Instrucciones —
a: Según la página, ¿en qué calle estaba el Club Nacional?
b: Reescribe el tramo de la página que abre con las palabras que contienen "Si hubiera llegado" y cierra con "no como deporte.", renombrando "Manolete" como "Joselito".

Página —
★ ★ ★ ★ ★ ★ ★

Pudo haber pertenecido a la alta sociedad por la sangre paterna, y por momentos los salones lo vieron, elegante, conducir danzas y contradanzas, cuadrillas, el Londón Karape y los valses europeos traídos en tiempos del Mariscal López por la dama de su afecto, Madame Lynch, al hermoso Club Nacional de la calle Palma.

Pudo haber recorrido las calles asuncenas en un landó de cuatro caballos de idéntico pelaje o en las carrozas de uso obligatorio en la high. Pero prefirió montar caballos briosos, ora con monturas inglesas que ayudaban al garbo en la equitación, ora con mullidos aperos de gruesa lana de San Miguel de las Misiones, con los cuales las horas eran pocas para galopar al frente de huestes siempre rebeldes y valerosas en su disconformidad.

Si hubiera llegado al mundo unos siglos atrás, habría sido para defender sus principios o el honor de una dama. Hubiera sido una suerte de Campeador, «el que en buen hora ciñó espada». O, tiempo después, por amor al peligro, podría haber profesado el arte del anónimo torero del que, «cuando cruzó la pajiza arena», dejó escrito García Lorca en Mariana Pineda, «parecía que la tarde se ponía más morena», pues «Ni Pepe-Hillo ni nadie toreó como él torea». O quizá, años después, podría haber gastado su coraje como Manolete, que, herido de muerte en un ruedo, hizo que el público de todos los tendidos se golpeara el pecho reconociendo su culpa porque «en cada corrida le estaban pidiendo más». Pero su modo cívico de vivir le hacía encarar el peligro solo en defensa de sus convicciones y su concepto del honor, y no como deporte.

Vivió crispado de pasiones y solo le interesó satisfacer su inconformismo innato. Siempre estuvo seguro de que su adversario era el oficialismo, y su pañuelo rojo y su bandera, que era la de los de abajo, le inspiraban cargas plenas de prestancia, siempre con una sonrisa de encendido humor en los labios, como burlándose del adverso y hasta de la propia muerte.

★ ★ ★ ★ ★ ★ ★

Datos mostrados —
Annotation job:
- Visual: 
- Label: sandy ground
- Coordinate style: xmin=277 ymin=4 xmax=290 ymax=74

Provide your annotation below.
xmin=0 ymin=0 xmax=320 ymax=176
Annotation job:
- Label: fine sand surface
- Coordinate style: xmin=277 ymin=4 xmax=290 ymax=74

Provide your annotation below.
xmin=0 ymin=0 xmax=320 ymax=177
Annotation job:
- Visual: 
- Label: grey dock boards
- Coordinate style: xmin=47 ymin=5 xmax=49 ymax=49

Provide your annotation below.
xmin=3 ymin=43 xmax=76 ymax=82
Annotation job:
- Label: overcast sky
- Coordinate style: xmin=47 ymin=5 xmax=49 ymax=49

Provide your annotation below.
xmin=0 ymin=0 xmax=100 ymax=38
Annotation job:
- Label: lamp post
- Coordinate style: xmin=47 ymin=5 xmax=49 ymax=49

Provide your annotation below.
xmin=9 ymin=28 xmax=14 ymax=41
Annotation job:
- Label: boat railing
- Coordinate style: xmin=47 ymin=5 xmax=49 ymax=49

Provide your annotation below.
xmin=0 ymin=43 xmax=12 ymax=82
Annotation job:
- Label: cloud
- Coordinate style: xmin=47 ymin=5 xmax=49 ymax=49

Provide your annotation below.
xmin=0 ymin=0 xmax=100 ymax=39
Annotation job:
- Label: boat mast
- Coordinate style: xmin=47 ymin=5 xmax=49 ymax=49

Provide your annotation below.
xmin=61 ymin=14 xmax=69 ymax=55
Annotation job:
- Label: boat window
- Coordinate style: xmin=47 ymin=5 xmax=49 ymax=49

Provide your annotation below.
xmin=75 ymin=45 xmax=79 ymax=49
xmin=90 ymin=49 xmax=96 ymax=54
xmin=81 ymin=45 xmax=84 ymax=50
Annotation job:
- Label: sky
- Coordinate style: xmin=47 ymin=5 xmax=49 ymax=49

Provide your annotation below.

★ ★ ★ ★ ★ ★ ★

Resultados en orden —
a: En la calle Palma.

b:
Si hubiera llegado al mundo unos siglos atrás, habría sido para defender sus principios o el honor de una dama. Hubiera sido una suerte de Campeador, «el que en buen hora ciñó espada». O, tiempo después, por amor al peligro, podría haber profesado el arte del anónimo torero del que, «cuando cruzó la pajiza arena», dejó escrito García Lorca en Mariana Pineda, «parecía que la tarde se ponía más morena», pues «Ni Pepe-Hillo ni nadie toreó como él torea». O quizá, años después, podría haber gastado su coraje como Joselito, que, herido de muerte en un ruedo, hizo que el público de todos los tendidos se golpeara el pecho reconociendo su culpa porque «en cada corrida le estaban pidiendo más». Pero su modo cívico de vivir le hacía encarar el peligro solo en defensa de sus convicciones y su concepto del honor, y no como deporte.